Material for this exercise:
start

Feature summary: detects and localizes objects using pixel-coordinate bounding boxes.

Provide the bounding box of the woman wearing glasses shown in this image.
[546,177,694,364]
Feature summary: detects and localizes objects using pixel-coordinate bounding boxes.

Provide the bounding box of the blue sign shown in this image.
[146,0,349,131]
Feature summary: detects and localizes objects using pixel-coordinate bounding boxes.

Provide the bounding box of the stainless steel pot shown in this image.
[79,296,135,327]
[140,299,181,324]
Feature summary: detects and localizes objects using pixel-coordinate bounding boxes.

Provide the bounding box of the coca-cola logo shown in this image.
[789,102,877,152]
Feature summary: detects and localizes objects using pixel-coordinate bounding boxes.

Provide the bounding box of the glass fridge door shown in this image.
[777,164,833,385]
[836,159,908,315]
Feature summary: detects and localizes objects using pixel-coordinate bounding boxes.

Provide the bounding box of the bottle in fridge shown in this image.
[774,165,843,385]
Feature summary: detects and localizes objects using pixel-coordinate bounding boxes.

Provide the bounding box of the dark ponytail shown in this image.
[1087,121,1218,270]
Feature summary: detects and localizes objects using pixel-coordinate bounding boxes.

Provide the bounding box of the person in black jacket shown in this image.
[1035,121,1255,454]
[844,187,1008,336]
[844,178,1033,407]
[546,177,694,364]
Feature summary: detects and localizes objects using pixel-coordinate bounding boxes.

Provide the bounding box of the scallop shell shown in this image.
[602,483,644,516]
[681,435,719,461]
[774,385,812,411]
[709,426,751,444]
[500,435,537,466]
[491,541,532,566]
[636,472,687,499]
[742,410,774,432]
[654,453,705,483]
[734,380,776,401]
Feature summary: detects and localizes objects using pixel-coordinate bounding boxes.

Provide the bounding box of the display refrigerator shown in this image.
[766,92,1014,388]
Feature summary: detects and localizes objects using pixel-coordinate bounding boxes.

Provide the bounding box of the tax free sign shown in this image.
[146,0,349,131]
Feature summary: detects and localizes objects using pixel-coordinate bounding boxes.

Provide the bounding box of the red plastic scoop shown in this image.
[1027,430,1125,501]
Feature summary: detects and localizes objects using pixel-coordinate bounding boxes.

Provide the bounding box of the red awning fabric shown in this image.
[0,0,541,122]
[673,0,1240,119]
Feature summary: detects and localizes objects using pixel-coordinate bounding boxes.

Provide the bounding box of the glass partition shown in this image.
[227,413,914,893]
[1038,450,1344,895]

end

Your task: Show every line of the records above that contains the word "fridge".

In response:
Provide the bounding box of the glass fridge door shown in this image.
Provide the bounding box of the bottle in fridge shown in this image.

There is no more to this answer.